# SOURCE PASSAGE
▼
The problem with my young friend's story is that as far as I know there are no tactile receptors for paper. Over the course of the evaluation I observed him touching other objects of equivalent texture quality and with equivalent amplitude or force. I also brushed papers against him when he wasn't paying attention and couldn't elicit the same physiological response. I also focused his attention on his hands while I was checking range of motion, and while doing so brushed and rubbed his forearms against the VMI test booklet that was resting on the table. No aversive response. Still, the piloerection that he could automatically elicit by dragging his fingers across paper was very real.
I qualitatively checked his stereognosis using the SIPT Manual Forms Perception subtest and he was functionally unable to discriminate the forms, but he did not have any defensiveness to the plastic pieces of the test. I also checked for defensive responses by trying the Localization of Tactile Stimulation Test and the Graphesthesia test and he was not defensive to that stimulation either. He had no other apparent or reported defensiveness to sound or movement or visual stimulation. He was a very picky eater. Still, none of this helps to explain his defensiveness to paper.
I get a lot of referrals like this, actually. Kids are 'defensive' to their clothing, or they are 'defensive' to their shoes/socks, or they are 'defensive' to having their hair washed. These all tend to be very focal kinds of defensiveness and in fact they cause severe functional difficulties with ADL completion or school. But how can we understand this in 'sensory' terms when there is no physiological explanation or consistency based on what we KNOW to be true about tactile perception?
The answer to this is that we need to understand that sometimes the explanation is best found in behavioral terms and conditioned responses. Although there may have initially been some developmental sensitivity or even a negative sensory experience, the operant cause of the piloerection and tooth pain can sometimes be conditioned fear.
If we consider this as a possibility, our interventions change dramatically. You still might try some 'brushing' technique IN CASE there is some local physiological dampening effect on the overall amplitude of incoming sensory messages to the CNS. You might get equal impact off of the placebo effect of giving the child attention and suggesting that the intervention actually works. You might also try progressive desensitization and relaxation training.
▲
# TASK REQUIREMENTS
Using the passage on paper defensiveness, answer these:
(a) What booklet did the writer brush against the boy's forearms?
(b) Which SIPT subtest was used to check his stereognosis?
(c) What two things does the last paragraph say you might also try?

# RECORDS SHOWN
▼
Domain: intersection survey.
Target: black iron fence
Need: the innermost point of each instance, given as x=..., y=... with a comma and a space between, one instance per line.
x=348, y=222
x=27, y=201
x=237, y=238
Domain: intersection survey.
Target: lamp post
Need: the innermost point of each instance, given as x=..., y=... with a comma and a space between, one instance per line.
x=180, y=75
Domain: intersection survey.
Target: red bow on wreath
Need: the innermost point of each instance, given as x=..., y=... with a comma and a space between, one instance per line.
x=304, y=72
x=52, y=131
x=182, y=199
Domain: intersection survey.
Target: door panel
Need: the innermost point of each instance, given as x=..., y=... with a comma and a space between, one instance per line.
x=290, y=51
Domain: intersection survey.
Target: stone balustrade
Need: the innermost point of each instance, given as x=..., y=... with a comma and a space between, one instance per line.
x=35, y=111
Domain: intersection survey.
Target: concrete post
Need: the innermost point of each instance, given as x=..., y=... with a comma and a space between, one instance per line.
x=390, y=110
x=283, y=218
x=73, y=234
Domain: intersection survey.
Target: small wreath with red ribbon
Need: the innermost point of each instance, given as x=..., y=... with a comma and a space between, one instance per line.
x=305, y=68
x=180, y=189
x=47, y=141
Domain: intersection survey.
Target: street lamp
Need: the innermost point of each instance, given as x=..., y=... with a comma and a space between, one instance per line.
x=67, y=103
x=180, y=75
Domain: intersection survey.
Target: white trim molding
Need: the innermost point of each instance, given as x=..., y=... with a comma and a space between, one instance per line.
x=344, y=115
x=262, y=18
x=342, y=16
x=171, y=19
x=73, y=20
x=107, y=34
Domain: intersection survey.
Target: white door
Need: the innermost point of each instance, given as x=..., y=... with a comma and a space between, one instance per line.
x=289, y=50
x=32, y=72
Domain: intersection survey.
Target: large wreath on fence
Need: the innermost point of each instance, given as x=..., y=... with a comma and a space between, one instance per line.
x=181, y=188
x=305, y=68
▲
# TASK OUTPUT
(a) The VMI test booklet.
(b) The Manual Forms Perception subtest.
(c) Progressive desensitization and relaxation training.